THE TASK -
Look through the entries and count each line that includes the string "bird". Reply with the number alone.
============================================================
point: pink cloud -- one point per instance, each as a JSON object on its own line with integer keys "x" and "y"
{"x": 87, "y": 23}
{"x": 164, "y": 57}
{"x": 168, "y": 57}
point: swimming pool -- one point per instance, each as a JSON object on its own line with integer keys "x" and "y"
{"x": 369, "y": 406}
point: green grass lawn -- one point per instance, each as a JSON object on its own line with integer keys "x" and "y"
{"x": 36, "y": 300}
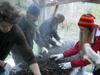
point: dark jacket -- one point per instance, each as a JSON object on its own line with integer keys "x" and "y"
{"x": 15, "y": 36}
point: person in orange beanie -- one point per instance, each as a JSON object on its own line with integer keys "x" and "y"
{"x": 89, "y": 33}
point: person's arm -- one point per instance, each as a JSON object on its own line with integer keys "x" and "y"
{"x": 72, "y": 51}
{"x": 26, "y": 52}
{"x": 79, "y": 62}
{"x": 56, "y": 36}
{"x": 50, "y": 40}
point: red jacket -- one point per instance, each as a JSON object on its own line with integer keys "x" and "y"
{"x": 81, "y": 61}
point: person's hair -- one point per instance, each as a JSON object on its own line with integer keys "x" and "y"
{"x": 8, "y": 13}
{"x": 60, "y": 17}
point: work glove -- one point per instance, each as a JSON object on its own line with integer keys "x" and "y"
{"x": 62, "y": 42}
{"x": 91, "y": 55}
{"x": 57, "y": 56}
{"x": 44, "y": 49}
{"x": 66, "y": 65}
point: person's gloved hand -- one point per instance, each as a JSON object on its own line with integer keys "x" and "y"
{"x": 62, "y": 42}
{"x": 58, "y": 44}
{"x": 91, "y": 55}
{"x": 57, "y": 56}
{"x": 66, "y": 65}
{"x": 44, "y": 49}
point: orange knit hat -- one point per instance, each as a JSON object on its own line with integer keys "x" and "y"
{"x": 86, "y": 20}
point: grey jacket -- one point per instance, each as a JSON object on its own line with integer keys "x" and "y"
{"x": 48, "y": 30}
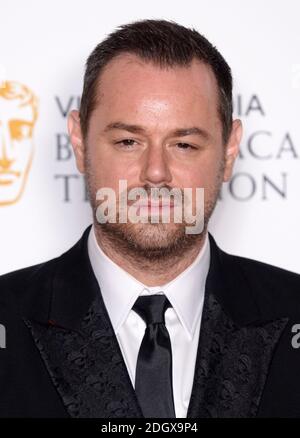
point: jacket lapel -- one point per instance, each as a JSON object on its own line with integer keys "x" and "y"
{"x": 78, "y": 345}
{"x": 71, "y": 328}
{"x": 235, "y": 346}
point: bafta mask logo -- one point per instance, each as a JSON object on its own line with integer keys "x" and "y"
{"x": 18, "y": 114}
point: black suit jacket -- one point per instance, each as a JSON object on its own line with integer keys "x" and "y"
{"x": 62, "y": 358}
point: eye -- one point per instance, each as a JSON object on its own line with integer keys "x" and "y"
{"x": 127, "y": 142}
{"x": 185, "y": 146}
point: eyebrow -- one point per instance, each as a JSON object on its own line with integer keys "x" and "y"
{"x": 136, "y": 129}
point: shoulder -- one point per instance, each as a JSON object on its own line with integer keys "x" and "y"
{"x": 20, "y": 287}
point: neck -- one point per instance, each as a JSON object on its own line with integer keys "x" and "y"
{"x": 149, "y": 272}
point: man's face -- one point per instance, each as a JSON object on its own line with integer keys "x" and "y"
{"x": 142, "y": 130}
{"x": 16, "y": 148}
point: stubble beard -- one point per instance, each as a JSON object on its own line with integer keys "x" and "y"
{"x": 151, "y": 242}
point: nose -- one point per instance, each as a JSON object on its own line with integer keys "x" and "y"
{"x": 155, "y": 170}
{"x": 5, "y": 146}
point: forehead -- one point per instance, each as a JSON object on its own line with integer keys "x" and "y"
{"x": 14, "y": 109}
{"x": 129, "y": 80}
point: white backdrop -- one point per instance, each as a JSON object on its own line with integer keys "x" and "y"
{"x": 44, "y": 45}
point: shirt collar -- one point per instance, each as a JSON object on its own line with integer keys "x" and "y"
{"x": 120, "y": 289}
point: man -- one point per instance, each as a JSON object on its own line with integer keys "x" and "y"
{"x": 139, "y": 318}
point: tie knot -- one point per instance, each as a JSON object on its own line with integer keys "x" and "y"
{"x": 152, "y": 308}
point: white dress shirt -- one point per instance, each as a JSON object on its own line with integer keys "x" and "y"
{"x": 186, "y": 294}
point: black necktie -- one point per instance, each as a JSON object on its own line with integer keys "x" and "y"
{"x": 153, "y": 380}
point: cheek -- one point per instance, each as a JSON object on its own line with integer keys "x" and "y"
{"x": 204, "y": 172}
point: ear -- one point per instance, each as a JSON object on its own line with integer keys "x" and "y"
{"x": 76, "y": 139}
{"x": 232, "y": 148}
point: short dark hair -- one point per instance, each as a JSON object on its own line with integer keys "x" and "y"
{"x": 166, "y": 44}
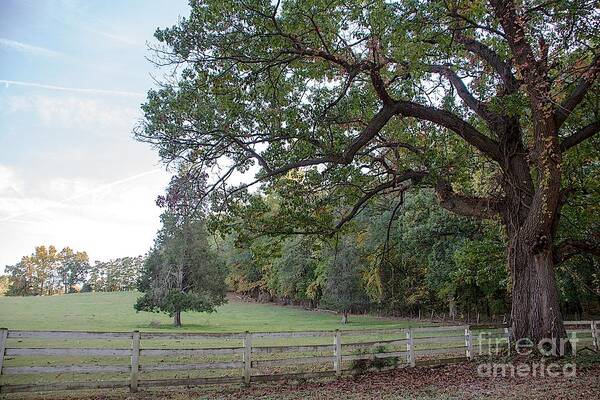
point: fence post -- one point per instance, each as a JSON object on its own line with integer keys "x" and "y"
{"x": 337, "y": 353}
{"x": 135, "y": 361}
{"x": 410, "y": 348}
{"x": 595, "y": 334}
{"x": 469, "y": 343}
{"x": 247, "y": 357}
{"x": 3, "y": 336}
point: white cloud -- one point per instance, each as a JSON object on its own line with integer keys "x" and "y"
{"x": 107, "y": 220}
{"x": 75, "y": 112}
{"x": 27, "y": 48}
{"x": 7, "y": 83}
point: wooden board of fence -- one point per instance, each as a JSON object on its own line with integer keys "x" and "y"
{"x": 404, "y": 345}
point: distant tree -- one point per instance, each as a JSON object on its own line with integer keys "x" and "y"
{"x": 119, "y": 274}
{"x": 35, "y": 274}
{"x": 182, "y": 272}
{"x": 343, "y": 290}
{"x": 4, "y": 284}
{"x": 492, "y": 103}
{"x": 295, "y": 268}
{"x": 72, "y": 269}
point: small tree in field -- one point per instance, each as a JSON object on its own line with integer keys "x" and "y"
{"x": 182, "y": 272}
{"x": 493, "y": 104}
{"x": 344, "y": 291}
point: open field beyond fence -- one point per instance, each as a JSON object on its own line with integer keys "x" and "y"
{"x": 72, "y": 360}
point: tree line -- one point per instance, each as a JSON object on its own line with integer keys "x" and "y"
{"x": 491, "y": 105}
{"x": 413, "y": 260}
{"x": 48, "y": 271}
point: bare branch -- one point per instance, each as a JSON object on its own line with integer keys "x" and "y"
{"x": 477, "y": 106}
{"x": 584, "y": 133}
{"x": 466, "y": 205}
{"x": 571, "y": 247}
{"x": 585, "y": 81}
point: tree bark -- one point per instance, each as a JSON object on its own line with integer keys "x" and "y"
{"x": 535, "y": 312}
{"x": 177, "y": 319}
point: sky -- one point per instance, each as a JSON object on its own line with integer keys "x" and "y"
{"x": 73, "y": 74}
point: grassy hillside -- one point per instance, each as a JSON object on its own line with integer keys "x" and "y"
{"x": 114, "y": 312}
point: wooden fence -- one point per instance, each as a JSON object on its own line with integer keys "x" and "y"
{"x": 35, "y": 361}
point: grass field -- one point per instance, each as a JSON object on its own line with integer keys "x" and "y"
{"x": 114, "y": 312}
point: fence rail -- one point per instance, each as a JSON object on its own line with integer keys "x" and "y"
{"x": 332, "y": 355}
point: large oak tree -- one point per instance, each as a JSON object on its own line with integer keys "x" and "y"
{"x": 484, "y": 101}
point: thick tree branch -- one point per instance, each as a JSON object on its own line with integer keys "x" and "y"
{"x": 398, "y": 179}
{"x": 450, "y": 121}
{"x": 569, "y": 248}
{"x": 466, "y": 205}
{"x": 584, "y": 133}
{"x": 502, "y": 68}
{"x": 584, "y": 83}
{"x": 477, "y": 106}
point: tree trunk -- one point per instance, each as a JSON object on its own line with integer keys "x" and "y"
{"x": 535, "y": 310}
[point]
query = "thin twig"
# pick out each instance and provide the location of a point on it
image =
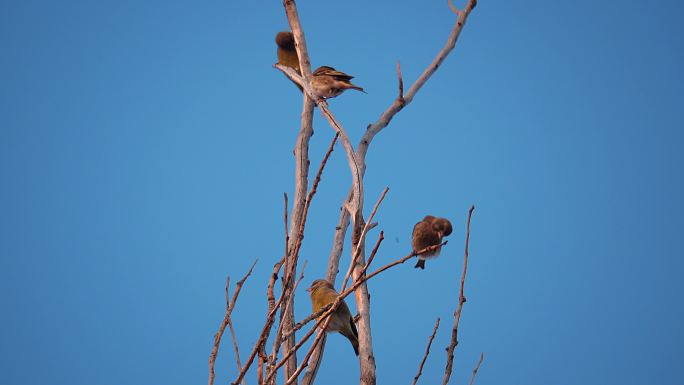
(382, 122)
(362, 237)
(461, 301)
(453, 8)
(381, 237)
(279, 332)
(427, 352)
(477, 367)
(323, 315)
(401, 83)
(226, 319)
(317, 180)
(324, 310)
(237, 351)
(287, 231)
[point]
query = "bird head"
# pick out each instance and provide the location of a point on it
(442, 226)
(318, 284)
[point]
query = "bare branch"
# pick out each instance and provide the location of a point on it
(461, 301)
(237, 351)
(382, 122)
(381, 237)
(279, 332)
(230, 305)
(427, 352)
(477, 367)
(453, 8)
(287, 231)
(362, 237)
(323, 312)
(401, 83)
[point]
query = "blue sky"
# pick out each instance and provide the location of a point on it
(145, 147)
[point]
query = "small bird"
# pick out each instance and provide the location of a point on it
(322, 293)
(429, 232)
(287, 54)
(328, 82)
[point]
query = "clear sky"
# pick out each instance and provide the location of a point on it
(145, 147)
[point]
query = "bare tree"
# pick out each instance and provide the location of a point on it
(283, 354)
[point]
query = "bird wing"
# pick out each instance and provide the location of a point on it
(330, 71)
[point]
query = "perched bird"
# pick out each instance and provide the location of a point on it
(429, 232)
(287, 54)
(327, 82)
(322, 293)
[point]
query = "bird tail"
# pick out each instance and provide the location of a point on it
(353, 339)
(353, 87)
(352, 335)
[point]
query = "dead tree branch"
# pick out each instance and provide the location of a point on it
(477, 367)
(427, 352)
(230, 305)
(461, 301)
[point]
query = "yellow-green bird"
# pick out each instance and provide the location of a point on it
(322, 293)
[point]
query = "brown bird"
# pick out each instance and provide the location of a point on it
(287, 54)
(322, 293)
(429, 232)
(328, 82)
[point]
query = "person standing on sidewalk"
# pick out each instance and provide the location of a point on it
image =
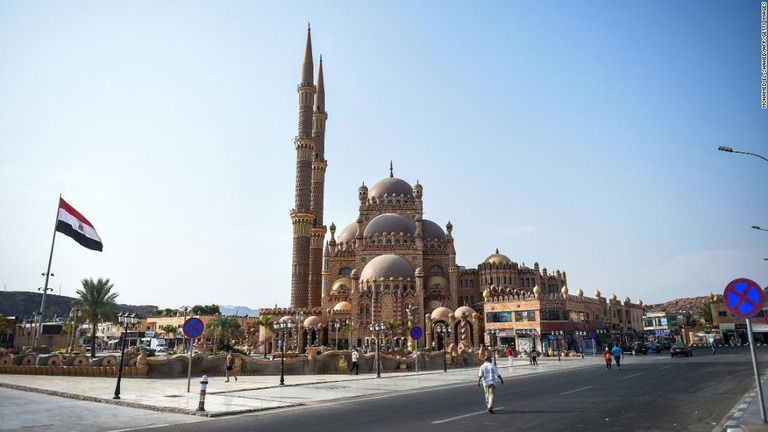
============================================================
SOLUTION -
7